Directive - Arrange the material from the line with "For every instance of the pedestrian" to the line with "(1103, 675)", both lines included, as a two-column CSV with the headers text and answer. Give one row per sentence and its answer, with each value in a single quoted field and line breaks replaced by spaces.

Record excerpts -
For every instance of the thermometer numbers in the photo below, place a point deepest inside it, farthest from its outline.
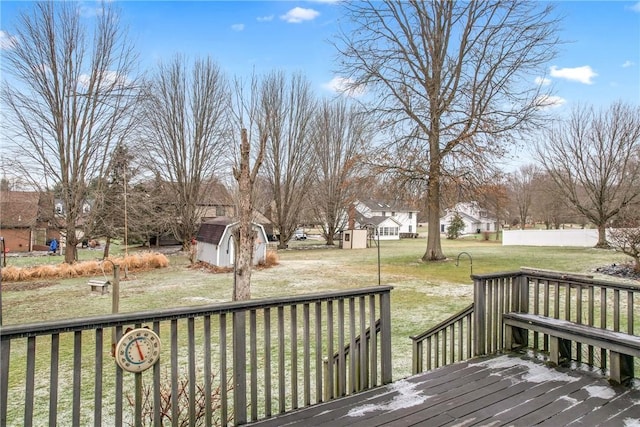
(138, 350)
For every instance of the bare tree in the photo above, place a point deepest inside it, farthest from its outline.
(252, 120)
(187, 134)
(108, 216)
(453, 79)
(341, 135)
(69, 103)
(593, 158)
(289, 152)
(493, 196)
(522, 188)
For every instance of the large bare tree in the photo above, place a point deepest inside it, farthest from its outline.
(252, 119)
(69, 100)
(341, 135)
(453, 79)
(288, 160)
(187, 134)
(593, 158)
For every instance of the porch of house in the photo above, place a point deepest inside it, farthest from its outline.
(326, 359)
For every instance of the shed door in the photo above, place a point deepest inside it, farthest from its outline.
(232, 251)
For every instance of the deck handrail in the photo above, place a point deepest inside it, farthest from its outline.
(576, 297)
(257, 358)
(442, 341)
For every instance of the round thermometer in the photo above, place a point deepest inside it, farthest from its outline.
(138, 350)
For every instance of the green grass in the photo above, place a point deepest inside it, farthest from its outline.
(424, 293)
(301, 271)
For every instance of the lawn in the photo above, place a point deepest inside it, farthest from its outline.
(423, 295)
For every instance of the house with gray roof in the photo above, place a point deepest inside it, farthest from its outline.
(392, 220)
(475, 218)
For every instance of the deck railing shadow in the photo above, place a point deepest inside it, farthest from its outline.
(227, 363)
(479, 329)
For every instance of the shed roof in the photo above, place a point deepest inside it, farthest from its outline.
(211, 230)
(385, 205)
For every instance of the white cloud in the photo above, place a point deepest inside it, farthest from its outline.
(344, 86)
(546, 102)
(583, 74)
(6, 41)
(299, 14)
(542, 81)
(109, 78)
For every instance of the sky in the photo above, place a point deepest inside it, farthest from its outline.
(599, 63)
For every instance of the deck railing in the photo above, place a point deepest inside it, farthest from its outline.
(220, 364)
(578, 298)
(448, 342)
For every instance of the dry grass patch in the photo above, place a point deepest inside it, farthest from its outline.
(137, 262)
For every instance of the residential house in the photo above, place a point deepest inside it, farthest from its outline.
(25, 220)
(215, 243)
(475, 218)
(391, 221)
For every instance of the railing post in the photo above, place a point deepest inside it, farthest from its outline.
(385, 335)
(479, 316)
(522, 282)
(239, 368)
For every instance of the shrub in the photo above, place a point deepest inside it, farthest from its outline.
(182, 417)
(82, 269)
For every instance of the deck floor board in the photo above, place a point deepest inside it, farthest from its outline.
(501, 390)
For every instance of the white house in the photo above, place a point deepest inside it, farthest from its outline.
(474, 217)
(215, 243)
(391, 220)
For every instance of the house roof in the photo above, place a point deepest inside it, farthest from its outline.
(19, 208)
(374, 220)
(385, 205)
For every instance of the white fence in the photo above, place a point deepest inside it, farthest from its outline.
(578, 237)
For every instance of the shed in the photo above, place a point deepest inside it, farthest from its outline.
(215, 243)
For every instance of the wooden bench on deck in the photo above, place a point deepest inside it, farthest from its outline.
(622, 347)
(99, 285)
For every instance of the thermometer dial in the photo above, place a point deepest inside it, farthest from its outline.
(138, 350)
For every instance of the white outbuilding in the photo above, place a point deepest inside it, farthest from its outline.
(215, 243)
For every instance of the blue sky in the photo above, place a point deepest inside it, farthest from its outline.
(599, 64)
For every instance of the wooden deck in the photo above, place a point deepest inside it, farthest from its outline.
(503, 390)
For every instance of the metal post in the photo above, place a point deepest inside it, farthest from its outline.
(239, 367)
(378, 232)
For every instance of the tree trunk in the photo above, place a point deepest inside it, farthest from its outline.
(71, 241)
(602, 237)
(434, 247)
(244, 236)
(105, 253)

--

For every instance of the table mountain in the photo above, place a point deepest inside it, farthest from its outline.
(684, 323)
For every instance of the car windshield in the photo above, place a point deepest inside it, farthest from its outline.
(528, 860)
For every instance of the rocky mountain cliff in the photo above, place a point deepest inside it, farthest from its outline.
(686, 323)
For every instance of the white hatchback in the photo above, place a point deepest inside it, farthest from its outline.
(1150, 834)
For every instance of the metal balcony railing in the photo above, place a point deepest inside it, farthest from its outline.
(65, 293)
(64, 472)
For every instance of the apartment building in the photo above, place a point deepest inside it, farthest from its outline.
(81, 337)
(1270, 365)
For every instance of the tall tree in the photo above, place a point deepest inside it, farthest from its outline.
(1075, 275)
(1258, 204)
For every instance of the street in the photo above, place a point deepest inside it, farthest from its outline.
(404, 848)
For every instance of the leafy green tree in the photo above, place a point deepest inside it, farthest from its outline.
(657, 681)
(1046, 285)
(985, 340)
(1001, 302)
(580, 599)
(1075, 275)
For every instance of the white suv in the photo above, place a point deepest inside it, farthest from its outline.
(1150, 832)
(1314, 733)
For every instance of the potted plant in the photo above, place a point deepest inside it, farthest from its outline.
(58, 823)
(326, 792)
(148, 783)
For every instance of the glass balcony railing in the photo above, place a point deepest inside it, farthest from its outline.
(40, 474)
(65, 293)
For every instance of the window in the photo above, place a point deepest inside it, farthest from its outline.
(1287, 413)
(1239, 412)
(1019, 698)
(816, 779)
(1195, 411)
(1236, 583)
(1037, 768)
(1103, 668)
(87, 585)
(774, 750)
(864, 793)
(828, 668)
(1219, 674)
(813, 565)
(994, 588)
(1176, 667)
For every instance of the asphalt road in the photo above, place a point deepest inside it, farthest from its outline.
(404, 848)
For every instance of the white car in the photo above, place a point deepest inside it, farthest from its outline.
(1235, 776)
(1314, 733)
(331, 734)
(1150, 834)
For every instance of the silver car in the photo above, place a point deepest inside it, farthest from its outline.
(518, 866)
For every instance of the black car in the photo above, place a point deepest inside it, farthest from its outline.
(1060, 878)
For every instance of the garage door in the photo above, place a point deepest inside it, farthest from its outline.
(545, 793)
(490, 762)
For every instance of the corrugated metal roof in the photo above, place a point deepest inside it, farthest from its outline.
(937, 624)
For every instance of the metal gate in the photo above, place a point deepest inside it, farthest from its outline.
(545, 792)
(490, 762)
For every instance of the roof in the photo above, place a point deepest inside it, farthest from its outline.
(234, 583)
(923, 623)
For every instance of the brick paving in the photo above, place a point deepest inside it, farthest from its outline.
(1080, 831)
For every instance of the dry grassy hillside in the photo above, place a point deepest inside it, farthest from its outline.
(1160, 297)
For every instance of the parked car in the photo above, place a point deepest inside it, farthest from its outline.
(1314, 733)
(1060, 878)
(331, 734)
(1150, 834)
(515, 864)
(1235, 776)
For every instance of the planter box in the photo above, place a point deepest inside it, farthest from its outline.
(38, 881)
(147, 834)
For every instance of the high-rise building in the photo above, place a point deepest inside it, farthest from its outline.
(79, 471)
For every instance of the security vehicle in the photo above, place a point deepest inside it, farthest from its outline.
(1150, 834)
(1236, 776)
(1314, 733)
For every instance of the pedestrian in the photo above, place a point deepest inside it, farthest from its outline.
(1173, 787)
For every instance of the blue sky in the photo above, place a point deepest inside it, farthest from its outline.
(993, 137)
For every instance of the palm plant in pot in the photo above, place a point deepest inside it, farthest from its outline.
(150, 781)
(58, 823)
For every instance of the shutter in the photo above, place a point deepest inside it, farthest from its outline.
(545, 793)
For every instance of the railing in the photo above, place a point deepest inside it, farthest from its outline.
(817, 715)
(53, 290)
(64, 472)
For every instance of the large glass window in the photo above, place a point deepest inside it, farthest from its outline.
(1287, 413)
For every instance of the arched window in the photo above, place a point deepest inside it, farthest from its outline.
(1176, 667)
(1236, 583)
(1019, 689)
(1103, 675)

Correct answer -
text,answer
"For every instance of the pedestrian in the photo above, place a point deepest inside it, farthest from its outline.","(1173, 787)"
"For every instance of the blue sky in the photo above, place a point deepest inside it, farthest from its outline.","(993, 137)"
"For every instance of the palm plant in pot in the photo above, place a point deepest inside it, farthest from its outline.","(150, 781) (58, 823)"
"For every instance of the shutter in the photo above, place a point deepest inside it, farthest from its outline.","(545, 793)"
"For every instance of the railing in the photo above, place a point deepest inside it, farthest from its outline.","(817, 715) (53, 290) (64, 472)"
"For every instance of the large glass window in the photo above, place a point deepest inside it, farthest from its outline.","(1287, 413)"
"For every instance of the arched window in the photo above, place a point deepest inside it, farthest from its outline.","(1176, 667) (1236, 583) (1019, 689) (1103, 675)"